Le prochain pape aura fort à faire
Le passé trouble du Vatican qui le hante depuis plusieurs siècles

Le prochain pape devra poursuivre les efforts de réforme et de transparence initiés par François. Des prédateurs sexuels aux financiers véreux, le Vatican abrite non seulement des saints, mais aussi des démons.
Publié: 02.05.2025 à 09:10 heures
Partager
Écouter
Angelo Becciu a été inculpé pour détournement de fonds, abus de pouvoir et subordination. Il a été condamné en 2023.
Photo: keystone-sda.ch
Post carré.png
AFP Agence France-Presse

Prédateurs sexuels, financiers véreux, espions, et même quelques assassins: s'il est le jardin terrestre où l'Eglise catholique proclame ses saints, le Vatican compte aussi maints démons en ses murs. «L'Eglise est sainte, mais constituée de pécheurs», résume l'historien Martin Dumont en citant une homélie du pape Benoît XVI.

Au XXIème siècle, les violences sexuelles commises par des ecclésiastiques sur des mineurs et des religieuses sont les crimes les plus graves auxquels est confrontée l'Eglise catholique. Et le principal chantier du successeur du pape François, qui devra poursuivre le travail d'enquête, de vérité et de réparation largement mené sous son pontificat.

L'ombre d'Angelo Becciu

Le pontife argentin, reprenant le bâton de pèlerin de son prédécesseur allemand, s'était attaqué à d'autres formes de dépravation, en particulier les délits financiers. S'il est loin d'être le seul à être mis en cause, un homme symbolise aujourd'hui le grand nettoyage: le cardinal italien Angelo Becciu.
---
D'après l'article sur le prochain pape, quels crimes sont les plus graves auxquels l'Eglise catholique doit faire face au XXIème siècle ?
---
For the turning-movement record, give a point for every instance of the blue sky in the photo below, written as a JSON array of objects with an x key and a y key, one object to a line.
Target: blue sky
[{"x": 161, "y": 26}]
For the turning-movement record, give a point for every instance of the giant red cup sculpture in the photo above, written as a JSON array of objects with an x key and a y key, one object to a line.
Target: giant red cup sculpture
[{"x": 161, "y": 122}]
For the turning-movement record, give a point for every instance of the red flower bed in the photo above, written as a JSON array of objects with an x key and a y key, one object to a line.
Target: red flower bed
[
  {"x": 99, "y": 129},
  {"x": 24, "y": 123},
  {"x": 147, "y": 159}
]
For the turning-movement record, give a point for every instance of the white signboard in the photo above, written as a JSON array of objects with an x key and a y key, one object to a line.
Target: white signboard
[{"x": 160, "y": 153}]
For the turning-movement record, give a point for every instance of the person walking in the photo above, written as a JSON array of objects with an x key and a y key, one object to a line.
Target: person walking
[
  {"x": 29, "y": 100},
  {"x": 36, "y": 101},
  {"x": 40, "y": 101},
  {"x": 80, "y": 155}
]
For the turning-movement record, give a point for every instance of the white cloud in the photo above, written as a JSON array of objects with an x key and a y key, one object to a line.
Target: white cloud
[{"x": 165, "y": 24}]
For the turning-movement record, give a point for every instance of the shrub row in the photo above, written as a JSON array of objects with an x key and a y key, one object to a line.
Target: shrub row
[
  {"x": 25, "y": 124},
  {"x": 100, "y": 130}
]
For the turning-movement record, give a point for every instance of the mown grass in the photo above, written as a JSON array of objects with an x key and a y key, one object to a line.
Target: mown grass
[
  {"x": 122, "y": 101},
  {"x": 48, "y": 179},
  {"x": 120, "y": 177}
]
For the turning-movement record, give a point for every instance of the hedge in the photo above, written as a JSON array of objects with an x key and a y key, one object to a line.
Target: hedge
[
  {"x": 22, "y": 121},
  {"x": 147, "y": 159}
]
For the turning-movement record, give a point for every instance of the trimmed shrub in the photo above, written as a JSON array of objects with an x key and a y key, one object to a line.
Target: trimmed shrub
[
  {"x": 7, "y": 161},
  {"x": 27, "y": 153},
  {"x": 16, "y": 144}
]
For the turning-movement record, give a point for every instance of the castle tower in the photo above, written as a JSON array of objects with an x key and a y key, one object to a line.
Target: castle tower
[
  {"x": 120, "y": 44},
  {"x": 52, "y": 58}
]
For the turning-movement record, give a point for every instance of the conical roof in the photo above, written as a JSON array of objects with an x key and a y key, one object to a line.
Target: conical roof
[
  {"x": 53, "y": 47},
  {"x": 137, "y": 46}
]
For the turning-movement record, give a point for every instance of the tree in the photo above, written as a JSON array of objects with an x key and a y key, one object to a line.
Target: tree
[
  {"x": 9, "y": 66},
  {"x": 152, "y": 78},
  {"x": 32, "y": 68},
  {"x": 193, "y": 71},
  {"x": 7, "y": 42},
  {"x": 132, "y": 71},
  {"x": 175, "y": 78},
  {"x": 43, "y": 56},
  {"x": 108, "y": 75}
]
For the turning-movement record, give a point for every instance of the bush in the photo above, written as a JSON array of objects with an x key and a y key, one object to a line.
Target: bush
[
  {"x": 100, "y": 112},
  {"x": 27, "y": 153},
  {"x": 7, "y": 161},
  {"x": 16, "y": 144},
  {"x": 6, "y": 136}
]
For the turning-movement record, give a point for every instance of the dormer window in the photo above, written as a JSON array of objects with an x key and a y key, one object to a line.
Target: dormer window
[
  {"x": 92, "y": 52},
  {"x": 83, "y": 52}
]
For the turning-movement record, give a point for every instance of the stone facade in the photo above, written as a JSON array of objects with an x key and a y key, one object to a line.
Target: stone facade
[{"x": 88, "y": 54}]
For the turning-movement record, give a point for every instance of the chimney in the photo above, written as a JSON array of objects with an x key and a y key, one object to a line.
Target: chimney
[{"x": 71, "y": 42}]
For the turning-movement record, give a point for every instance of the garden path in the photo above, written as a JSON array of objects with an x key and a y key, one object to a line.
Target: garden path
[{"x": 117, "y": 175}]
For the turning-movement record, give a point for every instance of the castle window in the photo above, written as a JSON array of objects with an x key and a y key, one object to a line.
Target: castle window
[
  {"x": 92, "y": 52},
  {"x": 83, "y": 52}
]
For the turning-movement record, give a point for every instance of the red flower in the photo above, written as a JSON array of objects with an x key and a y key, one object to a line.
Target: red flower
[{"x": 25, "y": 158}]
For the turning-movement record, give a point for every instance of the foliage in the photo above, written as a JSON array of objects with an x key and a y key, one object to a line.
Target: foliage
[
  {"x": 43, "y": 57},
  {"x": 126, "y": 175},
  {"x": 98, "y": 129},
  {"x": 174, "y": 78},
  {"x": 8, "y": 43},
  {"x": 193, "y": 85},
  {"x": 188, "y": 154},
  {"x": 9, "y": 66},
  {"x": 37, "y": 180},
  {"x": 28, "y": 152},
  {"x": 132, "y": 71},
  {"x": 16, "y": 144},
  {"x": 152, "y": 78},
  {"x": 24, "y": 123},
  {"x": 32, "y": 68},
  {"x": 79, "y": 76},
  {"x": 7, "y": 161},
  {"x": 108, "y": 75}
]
---
> Réponse: Ce sont les violences sexuelles commises par des ecclésiastiques sur des mineurs et des religieuses.